PROVIDED TEXT —
■ ■ ■ ■ ■ ■ ■

My child doesn’t communicate, so how can I know what’s wrong?
Whenever your teenager seems to be acting out, it’s helpful to remember that all behavior, verbal or not, is a form of communication. This is especially important to remember when he’s behaving in a way that’s uncharacteristic or hurtful. He may not come right out and tell you what’s wrong, but certain behavioral changes can indicate problems. For example, if your teenage child neglects his personal hygiene or stops doing his schoolwork — he didn’t just become lazy — he’s telling you that he’s upset about something.
As with most behavioral changes in teenagers, there’s a good chance that his are driven by emotions. The way he acts out may not reflect these emotions directly, though. What appears to be anger may, in fact, be a reaction to feelings of rejection, disempowerment, or hopelessness — all of which can stem from an injured sense of self-esteem. We all know how difficult it can be to bolster our self-esteem, and that it’s even more difficult as a teenager. Low self-esteem and feelings of worthlessness can result in self-neglect. From this vantage point, it’s easy to see that the lack of personal hygiene, the neglected schoolwork, and the angry outbursts are really indicators of other issues. When humans suffer from low self-esteem, we often find ourselves more inclined to be defensive — to protect ourselves when we feel vulnerable.
While an injured sense of self-esteem is common among teens and young adults, there are other issues that may be at the root of the problem. Think about some of the recent difficult interactions you’ve had with your teenage child. Underneath those outlandish behaviors, what do you think he’s desperately trying to communicate? How do you think he sees himself? How do you think he sees your relationship?

■ ■ ■ ■ ■ ■ ■

DATA EXCERPTS —
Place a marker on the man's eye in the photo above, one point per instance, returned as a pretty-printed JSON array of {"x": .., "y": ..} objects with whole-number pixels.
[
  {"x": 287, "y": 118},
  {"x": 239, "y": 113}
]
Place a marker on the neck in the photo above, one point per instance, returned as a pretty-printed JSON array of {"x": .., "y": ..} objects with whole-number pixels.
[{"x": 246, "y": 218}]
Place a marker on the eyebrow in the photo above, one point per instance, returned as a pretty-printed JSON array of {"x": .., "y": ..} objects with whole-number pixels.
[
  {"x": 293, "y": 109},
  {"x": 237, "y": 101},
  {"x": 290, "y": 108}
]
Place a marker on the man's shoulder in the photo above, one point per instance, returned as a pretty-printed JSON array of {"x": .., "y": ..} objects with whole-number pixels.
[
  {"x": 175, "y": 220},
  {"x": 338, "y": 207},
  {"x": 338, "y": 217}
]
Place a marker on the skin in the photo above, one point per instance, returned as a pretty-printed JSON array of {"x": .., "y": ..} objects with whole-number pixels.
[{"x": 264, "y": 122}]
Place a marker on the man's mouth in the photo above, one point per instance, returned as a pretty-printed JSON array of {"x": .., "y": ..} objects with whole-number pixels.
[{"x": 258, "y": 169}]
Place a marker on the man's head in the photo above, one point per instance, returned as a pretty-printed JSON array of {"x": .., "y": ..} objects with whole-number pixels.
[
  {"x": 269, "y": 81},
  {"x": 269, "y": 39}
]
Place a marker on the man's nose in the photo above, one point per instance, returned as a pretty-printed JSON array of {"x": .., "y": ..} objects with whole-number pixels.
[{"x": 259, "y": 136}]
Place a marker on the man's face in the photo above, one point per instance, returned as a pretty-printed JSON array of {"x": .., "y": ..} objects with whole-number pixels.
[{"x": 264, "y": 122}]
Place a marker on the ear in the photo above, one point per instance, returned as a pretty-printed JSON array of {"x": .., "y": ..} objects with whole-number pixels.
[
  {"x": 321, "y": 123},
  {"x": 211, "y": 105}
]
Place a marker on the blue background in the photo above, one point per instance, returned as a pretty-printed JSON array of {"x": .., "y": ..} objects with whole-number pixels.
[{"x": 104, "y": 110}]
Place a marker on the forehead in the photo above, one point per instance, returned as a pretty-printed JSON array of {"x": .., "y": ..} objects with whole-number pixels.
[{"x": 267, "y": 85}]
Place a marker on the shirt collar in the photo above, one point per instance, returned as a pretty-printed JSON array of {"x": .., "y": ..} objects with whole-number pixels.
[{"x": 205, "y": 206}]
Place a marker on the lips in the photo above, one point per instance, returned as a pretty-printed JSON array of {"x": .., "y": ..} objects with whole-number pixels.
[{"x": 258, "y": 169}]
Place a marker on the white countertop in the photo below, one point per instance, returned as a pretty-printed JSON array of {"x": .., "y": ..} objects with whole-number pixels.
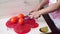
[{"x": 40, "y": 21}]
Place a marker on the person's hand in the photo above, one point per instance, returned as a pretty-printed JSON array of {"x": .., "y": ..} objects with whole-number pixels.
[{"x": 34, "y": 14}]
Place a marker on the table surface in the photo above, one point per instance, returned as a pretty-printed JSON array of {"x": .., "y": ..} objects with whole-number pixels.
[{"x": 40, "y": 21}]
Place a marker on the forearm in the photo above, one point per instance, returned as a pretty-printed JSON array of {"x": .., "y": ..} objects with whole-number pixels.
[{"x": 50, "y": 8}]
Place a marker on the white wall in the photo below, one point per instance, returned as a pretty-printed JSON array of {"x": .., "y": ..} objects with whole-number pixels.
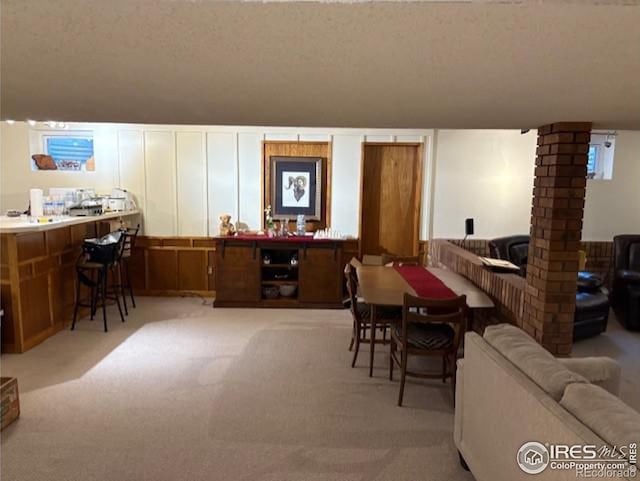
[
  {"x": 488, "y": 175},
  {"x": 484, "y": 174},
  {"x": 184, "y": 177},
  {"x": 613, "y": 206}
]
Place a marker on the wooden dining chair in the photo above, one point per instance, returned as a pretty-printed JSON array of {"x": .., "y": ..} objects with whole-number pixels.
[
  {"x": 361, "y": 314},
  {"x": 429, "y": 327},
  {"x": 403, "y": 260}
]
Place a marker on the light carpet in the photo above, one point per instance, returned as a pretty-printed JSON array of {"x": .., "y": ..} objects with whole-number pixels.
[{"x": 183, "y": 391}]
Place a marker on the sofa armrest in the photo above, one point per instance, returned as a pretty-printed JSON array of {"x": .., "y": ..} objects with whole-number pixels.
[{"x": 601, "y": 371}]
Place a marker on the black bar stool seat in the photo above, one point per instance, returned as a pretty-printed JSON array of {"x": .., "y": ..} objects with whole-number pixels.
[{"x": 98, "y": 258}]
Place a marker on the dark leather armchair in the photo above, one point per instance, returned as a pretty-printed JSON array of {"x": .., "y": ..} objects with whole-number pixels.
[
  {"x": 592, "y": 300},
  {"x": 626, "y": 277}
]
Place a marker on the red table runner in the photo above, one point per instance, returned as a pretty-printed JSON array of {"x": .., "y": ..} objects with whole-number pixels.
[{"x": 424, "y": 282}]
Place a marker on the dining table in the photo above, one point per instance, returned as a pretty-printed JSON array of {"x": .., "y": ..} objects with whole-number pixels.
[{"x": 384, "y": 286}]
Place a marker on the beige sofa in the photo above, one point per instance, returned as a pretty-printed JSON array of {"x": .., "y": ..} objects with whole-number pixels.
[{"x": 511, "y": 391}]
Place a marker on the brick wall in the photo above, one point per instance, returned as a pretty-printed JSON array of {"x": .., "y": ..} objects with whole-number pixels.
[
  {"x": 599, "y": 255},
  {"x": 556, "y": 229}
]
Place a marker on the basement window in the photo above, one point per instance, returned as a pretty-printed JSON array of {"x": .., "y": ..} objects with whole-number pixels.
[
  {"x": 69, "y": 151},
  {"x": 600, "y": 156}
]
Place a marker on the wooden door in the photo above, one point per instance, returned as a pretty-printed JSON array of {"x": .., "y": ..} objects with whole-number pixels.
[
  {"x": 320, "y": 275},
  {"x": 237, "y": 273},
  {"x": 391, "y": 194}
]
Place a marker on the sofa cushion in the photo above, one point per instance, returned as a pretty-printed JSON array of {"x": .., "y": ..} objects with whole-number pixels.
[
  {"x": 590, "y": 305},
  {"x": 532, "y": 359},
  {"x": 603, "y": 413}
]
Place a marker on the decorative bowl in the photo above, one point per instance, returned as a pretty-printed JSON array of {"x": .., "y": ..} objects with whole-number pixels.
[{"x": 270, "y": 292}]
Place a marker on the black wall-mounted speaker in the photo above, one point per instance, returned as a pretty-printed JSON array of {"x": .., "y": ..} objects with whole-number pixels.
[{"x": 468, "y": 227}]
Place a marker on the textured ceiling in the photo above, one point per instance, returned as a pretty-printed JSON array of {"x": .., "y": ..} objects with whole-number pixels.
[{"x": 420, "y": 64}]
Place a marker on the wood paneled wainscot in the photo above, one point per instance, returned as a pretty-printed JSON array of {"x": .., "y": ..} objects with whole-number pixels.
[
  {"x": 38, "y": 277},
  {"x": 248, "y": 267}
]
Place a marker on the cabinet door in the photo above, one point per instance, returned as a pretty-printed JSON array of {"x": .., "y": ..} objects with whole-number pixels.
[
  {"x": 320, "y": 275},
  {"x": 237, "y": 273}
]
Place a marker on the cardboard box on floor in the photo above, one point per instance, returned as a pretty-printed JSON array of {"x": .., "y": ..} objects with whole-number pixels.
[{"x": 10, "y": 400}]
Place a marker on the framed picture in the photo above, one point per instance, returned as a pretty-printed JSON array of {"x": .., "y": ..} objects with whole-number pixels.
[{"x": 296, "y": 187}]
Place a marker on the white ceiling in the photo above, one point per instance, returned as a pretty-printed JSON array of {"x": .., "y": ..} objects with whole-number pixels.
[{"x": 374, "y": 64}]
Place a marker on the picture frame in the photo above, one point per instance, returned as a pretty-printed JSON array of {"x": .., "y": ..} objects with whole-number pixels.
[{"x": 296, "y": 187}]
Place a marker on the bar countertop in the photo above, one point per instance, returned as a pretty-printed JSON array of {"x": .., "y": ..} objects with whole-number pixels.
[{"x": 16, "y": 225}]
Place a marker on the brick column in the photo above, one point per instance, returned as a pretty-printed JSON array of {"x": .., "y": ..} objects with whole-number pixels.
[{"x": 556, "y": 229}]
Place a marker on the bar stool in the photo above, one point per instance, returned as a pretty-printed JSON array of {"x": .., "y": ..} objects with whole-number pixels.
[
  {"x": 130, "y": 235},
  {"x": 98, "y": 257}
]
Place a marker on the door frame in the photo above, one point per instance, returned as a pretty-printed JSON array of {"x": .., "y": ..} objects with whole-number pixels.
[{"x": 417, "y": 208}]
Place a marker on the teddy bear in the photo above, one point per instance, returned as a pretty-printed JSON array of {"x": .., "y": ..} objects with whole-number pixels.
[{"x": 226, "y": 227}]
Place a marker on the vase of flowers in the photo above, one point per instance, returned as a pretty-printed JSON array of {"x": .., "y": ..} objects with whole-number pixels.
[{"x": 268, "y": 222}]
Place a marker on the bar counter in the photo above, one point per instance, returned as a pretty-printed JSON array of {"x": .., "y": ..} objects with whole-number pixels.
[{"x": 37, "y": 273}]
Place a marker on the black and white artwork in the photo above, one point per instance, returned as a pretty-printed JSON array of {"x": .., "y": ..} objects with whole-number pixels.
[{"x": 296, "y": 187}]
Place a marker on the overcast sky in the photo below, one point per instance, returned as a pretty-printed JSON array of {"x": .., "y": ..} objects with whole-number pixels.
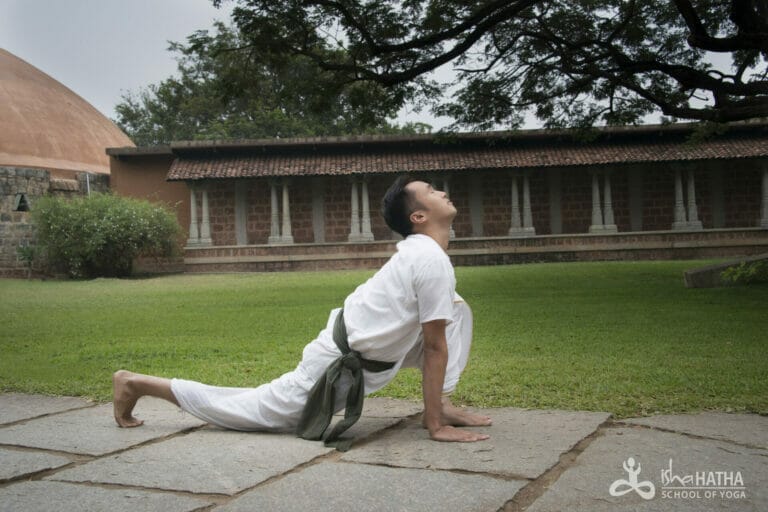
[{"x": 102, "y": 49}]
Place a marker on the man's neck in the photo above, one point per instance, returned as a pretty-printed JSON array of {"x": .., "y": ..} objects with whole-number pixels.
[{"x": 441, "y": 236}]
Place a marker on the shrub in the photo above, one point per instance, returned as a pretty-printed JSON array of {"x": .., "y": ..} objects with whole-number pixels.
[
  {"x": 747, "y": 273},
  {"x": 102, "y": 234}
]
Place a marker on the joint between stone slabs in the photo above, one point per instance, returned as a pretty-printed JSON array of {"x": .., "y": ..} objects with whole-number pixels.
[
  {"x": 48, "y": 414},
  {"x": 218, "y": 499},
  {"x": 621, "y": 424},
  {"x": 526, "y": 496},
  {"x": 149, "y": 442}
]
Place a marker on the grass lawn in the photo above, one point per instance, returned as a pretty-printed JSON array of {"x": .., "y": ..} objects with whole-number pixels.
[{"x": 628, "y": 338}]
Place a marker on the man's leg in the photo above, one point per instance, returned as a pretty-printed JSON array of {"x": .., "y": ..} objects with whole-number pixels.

■ ■ ■ ■ ■ ■ ■

EXERCISE — Copy word for word the part of the text on teenagers' behavior above that begins at the words "As with most" and stops after the words "we feel vulnerable.".

EXERCISE RESULT —
As with most behavioral changes in teenagers, there’s a good chance that his are driven by emotions. The way he acts out may not reflect these emotions directly, though. What appears to be anger may, in fact, be a reaction to feelings of rejection, disempowerment, or hopelessness — all of which can stem from an injured sense of self-esteem. We all know how difficult it can be to bolster our self-esteem, and that it’s even more difficult as a teenager. Low self-esteem and feelings of worthlessness can result in self-neglect. From this vantage point, it’s easy to see that the lack of personal hygiene, the neglected schoolwork, and the angry outbursts are really indicators of other issues. When humans suffer from low self-esteem, we often find ourselves more inclined to be defensive — to protect ourselves when we feel vulnerable.